*Task goal*
Report only how many lines of the records below contain the string "Even". Matching is case-sensitive.

**** Supplied data

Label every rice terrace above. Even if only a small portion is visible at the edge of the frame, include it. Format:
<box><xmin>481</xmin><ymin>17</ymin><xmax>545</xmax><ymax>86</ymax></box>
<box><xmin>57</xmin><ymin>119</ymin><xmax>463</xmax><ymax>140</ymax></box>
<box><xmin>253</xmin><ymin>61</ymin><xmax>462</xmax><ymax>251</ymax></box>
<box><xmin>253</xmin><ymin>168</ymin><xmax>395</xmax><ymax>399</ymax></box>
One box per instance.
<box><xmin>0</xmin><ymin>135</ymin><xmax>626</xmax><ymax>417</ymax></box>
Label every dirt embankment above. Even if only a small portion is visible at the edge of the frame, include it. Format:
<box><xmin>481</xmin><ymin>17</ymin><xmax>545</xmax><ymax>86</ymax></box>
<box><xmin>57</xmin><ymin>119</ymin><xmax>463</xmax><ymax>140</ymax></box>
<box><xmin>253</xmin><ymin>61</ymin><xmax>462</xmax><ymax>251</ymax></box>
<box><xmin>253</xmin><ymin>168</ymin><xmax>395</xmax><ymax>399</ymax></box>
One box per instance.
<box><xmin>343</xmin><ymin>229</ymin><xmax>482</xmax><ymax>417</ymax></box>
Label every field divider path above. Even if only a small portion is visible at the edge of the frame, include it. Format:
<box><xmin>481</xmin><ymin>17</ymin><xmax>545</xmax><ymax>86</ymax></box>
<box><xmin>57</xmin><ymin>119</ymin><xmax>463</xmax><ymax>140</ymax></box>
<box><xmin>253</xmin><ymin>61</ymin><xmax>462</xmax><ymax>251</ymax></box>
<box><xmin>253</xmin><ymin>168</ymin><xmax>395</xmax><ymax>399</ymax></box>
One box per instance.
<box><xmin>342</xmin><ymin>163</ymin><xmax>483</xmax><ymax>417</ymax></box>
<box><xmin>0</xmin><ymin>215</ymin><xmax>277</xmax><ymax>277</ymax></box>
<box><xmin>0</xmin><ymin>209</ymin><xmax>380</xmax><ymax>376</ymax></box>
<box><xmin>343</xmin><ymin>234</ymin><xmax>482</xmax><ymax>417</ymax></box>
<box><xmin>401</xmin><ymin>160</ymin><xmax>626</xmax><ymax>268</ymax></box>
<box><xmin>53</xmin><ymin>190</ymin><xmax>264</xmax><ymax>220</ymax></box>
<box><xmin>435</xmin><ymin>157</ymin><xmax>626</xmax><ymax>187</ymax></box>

********

*Output*
3